▸ To do:
Count the lines in the rows below that contain the word "crate", matching case exactly, and reply with that number alone.

▸ Records to use:
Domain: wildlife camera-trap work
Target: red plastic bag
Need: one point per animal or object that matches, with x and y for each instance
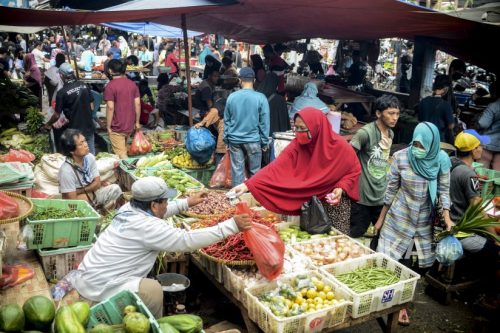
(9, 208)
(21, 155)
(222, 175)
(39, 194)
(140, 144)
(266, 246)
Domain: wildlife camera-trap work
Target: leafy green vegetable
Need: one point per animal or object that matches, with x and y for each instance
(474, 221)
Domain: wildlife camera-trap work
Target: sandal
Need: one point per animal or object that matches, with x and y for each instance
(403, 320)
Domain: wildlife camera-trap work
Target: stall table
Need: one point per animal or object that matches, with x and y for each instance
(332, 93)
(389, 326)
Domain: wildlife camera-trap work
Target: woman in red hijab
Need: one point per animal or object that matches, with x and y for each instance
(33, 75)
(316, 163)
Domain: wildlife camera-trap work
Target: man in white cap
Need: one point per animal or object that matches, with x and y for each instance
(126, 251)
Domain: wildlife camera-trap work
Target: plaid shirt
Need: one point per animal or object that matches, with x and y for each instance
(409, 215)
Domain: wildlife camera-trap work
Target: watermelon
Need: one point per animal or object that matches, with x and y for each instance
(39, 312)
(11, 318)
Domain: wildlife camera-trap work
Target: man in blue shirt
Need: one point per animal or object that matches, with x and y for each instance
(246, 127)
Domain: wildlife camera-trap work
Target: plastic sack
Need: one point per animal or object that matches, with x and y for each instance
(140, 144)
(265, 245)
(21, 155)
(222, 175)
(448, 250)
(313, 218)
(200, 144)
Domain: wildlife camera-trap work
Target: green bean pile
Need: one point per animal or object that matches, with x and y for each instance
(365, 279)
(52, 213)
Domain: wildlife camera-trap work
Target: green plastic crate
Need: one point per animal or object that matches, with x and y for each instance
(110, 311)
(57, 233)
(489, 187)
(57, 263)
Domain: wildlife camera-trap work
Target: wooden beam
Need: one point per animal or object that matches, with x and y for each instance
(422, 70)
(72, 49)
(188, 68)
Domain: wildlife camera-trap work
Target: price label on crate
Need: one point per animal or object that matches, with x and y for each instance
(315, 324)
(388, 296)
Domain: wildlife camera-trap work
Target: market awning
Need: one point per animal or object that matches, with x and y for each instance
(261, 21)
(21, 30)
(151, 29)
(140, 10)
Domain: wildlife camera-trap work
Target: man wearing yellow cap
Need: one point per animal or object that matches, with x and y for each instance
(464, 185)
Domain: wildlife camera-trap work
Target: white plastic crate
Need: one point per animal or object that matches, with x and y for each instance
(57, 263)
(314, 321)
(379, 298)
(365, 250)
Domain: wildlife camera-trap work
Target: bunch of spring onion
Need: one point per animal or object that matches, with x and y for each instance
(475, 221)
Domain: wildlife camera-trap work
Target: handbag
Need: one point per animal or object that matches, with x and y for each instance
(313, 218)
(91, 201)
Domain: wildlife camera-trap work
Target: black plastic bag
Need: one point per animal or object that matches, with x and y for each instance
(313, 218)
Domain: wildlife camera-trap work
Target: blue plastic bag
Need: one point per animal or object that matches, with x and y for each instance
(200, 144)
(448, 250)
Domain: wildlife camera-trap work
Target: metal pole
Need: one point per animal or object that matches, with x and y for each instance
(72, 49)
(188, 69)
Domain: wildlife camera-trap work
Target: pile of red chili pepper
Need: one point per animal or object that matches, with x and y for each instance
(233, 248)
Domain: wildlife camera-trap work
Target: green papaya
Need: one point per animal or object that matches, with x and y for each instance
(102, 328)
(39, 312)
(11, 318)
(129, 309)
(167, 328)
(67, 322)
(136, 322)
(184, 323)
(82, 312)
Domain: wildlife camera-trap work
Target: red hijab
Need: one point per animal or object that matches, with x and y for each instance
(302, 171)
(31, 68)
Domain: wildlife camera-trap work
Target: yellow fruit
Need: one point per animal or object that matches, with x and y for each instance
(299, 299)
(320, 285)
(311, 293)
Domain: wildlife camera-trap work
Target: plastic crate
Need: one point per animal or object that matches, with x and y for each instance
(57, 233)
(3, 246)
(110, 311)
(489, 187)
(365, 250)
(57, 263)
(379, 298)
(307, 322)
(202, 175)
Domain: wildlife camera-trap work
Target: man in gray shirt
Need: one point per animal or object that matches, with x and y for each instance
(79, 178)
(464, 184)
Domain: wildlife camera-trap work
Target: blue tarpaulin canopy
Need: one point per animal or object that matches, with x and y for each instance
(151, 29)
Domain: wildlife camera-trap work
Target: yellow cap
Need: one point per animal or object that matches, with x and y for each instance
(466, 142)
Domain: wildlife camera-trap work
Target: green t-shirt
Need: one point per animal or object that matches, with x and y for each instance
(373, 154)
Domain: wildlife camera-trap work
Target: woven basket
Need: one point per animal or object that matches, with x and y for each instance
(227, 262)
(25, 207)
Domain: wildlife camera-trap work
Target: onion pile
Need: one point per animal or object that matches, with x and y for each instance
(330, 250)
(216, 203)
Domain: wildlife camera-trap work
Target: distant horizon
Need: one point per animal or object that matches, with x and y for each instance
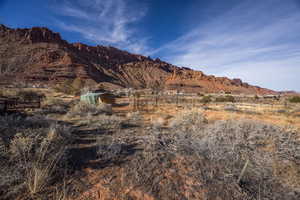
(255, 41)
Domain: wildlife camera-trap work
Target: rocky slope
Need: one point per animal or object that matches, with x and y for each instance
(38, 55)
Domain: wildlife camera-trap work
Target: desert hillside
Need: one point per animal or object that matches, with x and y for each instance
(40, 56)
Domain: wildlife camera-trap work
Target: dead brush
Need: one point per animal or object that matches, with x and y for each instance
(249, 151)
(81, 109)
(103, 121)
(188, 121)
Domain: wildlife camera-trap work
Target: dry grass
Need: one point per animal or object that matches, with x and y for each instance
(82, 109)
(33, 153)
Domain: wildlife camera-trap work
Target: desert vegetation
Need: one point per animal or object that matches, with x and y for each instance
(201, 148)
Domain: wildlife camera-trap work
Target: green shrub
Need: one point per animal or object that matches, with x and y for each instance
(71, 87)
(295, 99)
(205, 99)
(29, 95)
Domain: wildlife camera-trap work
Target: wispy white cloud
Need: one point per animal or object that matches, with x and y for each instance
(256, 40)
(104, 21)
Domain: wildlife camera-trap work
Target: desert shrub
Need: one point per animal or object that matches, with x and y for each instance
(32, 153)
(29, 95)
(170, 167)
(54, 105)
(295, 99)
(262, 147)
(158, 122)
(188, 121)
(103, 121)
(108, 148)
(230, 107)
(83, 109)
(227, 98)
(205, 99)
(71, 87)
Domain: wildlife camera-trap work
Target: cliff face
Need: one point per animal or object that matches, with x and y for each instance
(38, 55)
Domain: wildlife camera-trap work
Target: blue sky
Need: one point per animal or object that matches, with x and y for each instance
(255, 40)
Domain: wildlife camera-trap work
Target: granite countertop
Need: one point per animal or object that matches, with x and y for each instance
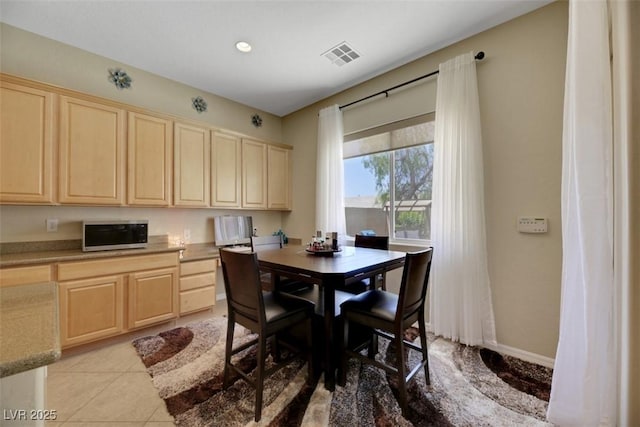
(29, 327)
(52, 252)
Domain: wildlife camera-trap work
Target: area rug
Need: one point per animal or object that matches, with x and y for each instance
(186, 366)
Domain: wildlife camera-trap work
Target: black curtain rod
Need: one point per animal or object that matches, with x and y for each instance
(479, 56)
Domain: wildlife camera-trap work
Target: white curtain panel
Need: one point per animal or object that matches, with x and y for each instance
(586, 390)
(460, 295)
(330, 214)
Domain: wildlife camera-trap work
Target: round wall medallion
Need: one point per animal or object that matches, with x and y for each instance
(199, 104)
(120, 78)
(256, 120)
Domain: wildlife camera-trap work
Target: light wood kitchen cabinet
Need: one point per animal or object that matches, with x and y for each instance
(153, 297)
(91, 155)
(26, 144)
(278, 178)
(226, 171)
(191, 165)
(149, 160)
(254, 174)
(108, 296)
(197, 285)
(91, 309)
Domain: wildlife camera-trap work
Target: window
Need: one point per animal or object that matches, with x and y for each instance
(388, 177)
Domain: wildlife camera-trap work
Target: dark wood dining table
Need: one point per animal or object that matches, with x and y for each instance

...

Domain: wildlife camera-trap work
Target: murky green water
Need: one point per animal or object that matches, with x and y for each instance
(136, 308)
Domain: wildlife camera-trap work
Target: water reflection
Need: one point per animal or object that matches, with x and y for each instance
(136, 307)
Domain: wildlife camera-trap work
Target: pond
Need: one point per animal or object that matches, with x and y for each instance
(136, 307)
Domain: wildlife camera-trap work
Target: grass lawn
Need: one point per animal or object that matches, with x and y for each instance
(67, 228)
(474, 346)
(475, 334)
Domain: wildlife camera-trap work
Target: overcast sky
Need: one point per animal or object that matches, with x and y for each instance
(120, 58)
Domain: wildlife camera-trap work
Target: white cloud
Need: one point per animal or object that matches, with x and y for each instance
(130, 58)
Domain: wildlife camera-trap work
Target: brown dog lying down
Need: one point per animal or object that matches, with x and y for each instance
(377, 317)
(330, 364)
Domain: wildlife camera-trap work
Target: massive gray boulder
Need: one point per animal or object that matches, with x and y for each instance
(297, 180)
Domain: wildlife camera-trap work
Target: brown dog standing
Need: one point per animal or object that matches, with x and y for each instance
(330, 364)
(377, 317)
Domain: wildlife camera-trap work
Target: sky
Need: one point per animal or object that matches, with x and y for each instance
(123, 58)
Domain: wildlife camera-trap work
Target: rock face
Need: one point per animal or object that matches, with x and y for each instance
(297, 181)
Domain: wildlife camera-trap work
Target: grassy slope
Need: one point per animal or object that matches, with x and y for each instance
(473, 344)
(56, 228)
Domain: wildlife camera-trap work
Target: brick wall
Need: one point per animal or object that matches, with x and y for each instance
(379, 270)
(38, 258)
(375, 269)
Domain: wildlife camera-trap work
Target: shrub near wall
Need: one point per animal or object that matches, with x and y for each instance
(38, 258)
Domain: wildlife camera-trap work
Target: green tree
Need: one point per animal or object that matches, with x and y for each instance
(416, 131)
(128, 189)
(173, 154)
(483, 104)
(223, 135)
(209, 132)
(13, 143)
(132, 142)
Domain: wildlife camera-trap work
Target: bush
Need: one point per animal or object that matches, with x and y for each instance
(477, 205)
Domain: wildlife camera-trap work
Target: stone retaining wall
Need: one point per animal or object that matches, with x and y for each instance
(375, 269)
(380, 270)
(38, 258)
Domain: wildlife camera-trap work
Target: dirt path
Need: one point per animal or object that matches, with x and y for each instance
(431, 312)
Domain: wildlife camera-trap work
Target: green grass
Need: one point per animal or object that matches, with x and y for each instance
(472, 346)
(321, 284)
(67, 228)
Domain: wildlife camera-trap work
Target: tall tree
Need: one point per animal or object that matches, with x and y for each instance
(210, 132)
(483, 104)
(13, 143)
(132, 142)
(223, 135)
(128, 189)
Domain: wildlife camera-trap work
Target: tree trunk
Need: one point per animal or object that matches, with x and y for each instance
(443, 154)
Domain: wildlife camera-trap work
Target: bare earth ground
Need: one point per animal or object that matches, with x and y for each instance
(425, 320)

* * *

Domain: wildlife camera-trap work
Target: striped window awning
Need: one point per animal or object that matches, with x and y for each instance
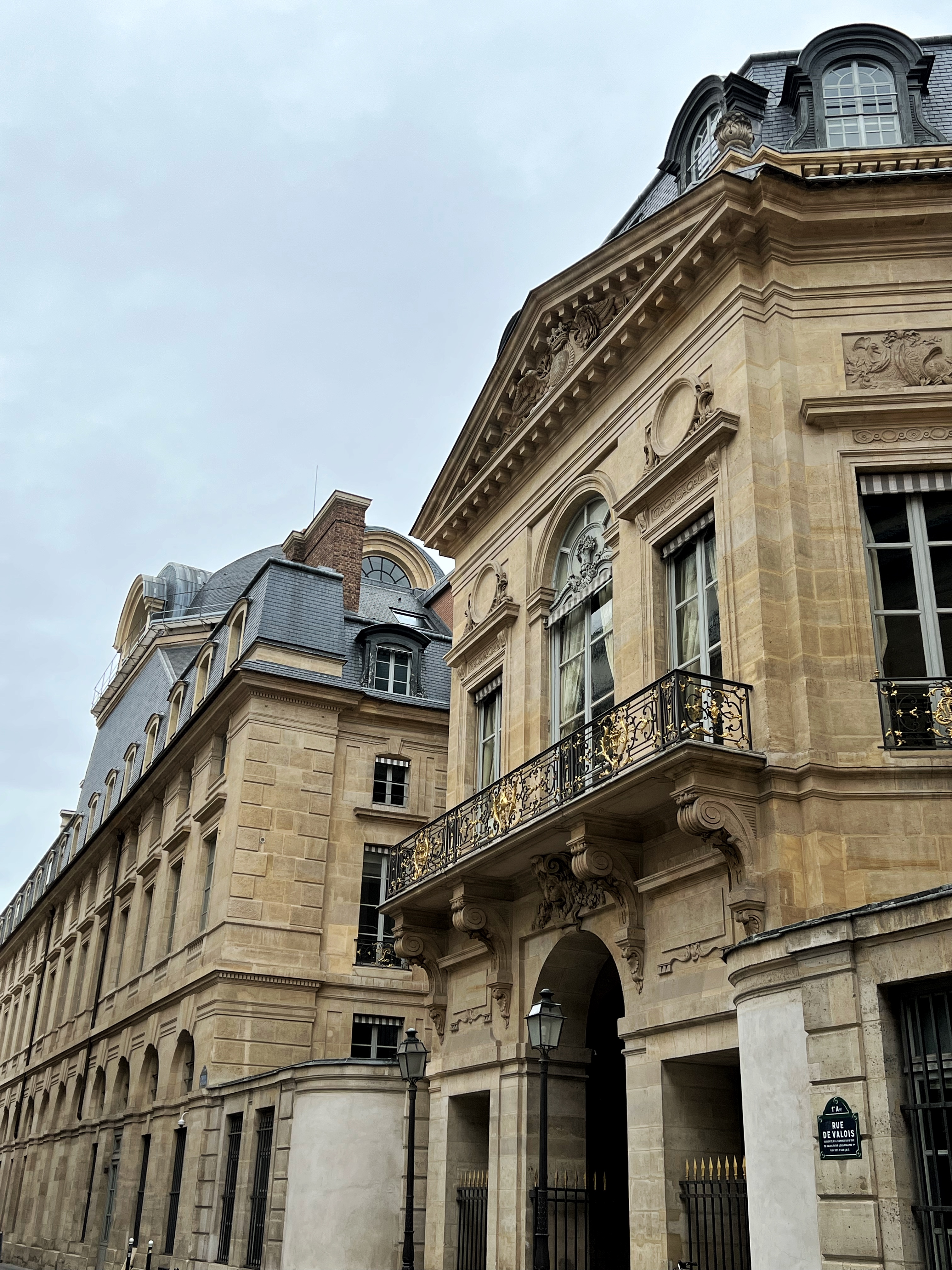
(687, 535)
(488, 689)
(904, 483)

▸ Task answer:
4